» **Exercise directions**:
Output all records precisely as written.

━━━ Exercise materials

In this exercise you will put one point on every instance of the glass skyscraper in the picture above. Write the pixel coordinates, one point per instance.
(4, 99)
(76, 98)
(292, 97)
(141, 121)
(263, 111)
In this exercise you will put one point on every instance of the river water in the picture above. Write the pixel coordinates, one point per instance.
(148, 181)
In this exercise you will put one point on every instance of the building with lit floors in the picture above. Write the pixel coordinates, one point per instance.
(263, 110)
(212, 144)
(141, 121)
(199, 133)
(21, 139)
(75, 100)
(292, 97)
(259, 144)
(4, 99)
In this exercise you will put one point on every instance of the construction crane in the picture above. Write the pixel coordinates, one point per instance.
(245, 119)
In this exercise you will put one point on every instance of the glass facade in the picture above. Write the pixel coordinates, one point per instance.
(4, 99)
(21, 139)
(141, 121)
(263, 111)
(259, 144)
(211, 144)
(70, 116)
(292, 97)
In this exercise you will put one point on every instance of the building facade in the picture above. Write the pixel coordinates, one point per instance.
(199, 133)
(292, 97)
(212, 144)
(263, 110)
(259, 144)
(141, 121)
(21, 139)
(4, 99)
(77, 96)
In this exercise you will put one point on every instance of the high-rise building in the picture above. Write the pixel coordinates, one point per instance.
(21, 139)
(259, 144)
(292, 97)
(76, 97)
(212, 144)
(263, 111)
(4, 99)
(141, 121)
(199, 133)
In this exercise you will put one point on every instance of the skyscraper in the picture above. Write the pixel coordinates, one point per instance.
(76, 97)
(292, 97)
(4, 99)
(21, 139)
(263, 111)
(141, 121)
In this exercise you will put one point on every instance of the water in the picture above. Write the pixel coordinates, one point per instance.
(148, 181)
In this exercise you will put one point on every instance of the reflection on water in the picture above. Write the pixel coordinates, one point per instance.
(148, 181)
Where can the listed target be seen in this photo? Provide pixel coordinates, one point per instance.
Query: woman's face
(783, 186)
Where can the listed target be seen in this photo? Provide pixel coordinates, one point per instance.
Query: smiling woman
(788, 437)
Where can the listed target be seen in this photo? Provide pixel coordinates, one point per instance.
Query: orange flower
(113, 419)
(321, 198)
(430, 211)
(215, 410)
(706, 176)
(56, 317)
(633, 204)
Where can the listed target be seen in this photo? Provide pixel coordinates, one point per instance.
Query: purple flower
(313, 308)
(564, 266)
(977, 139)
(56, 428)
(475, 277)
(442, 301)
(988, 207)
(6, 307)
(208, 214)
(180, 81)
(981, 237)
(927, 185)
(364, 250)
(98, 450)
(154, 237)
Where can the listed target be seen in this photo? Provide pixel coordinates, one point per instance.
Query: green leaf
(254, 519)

━━━━━━

» **Finished answer**:
In this exercise you will put one point on every instance of the glass skyscraper in the picture above. Write the pixel coordinates, one point per instance.
(4, 99)
(76, 98)
(292, 97)
(141, 121)
(263, 111)
In this exercise you will put one point on every instance of the river water in the picture above. Write the pixel coordinates, one point per instance.
(148, 181)
In this exercise you will put one point on every instance of the building with lit floors in the picture above. Write the pixel coordinates, one point per instance.
(263, 110)
(212, 144)
(141, 121)
(199, 133)
(21, 139)
(75, 100)
(292, 97)
(259, 144)
(4, 99)
In this exercise you will put one point on every instance of the construction crane in the picture above. Write the pixel coordinates, one point per instance.
(245, 119)
In this exercise you will put one point on every instance of the glass facade in the picture above. Write the pixel coordinates, one point per instance.
(4, 99)
(21, 139)
(141, 121)
(263, 111)
(259, 144)
(211, 144)
(70, 116)
(292, 97)
In this exercise you will put one point on every instance of the building facade in the picture above. Write the pixel coordinates, one point per instance.
(199, 133)
(292, 97)
(212, 144)
(263, 110)
(259, 144)
(141, 121)
(21, 139)
(4, 99)
(77, 96)
In this exercise you will put one point on every instance of the high-rise building in the picture above. Write the pixel coordinates, one point per instance.
(21, 139)
(259, 144)
(292, 97)
(76, 97)
(212, 144)
(263, 111)
(4, 99)
(141, 121)
(199, 133)
In this exercise you will put one point on every instance of the skyscraper in the picture above. Write the pixel coordinates, one point per instance.
(76, 97)
(292, 97)
(4, 99)
(21, 139)
(263, 111)
(141, 121)
In this exercise you will put one point on every instance of the water in the picture above. Write the pixel coordinates, one point per instance.
(148, 181)
In this exercise you will put one point on every instance of the reflection on water in the picture above. Write the pixel coordinates, one point per instance.
(148, 181)
Where can the listed target be seen in this photo? Provide pixel coordinates, one point per instance.
Query: woman's face
(783, 186)
Where can the listed target be seen in this photo? Provide pixel coordinates, one point per instance.
Query: smiling woman
(788, 437)
Where can the listed target be seen in this photo? Provide pixel coordinates, one point per instance.
Query: orange flower
(113, 419)
(321, 198)
(430, 211)
(215, 410)
(706, 176)
(56, 317)
(633, 204)
Where can the listed target be seen in this photo? Provide pixel coordinates, one point per instance.
Query: purple flower
(313, 308)
(564, 266)
(977, 139)
(56, 428)
(475, 277)
(442, 301)
(988, 207)
(6, 307)
(208, 214)
(180, 81)
(981, 237)
(927, 185)
(364, 250)
(98, 450)
(154, 237)
Where can the listed target be seen in this photo? Provide pixel coordinates, one point per instance.
Query: green leaf
(254, 519)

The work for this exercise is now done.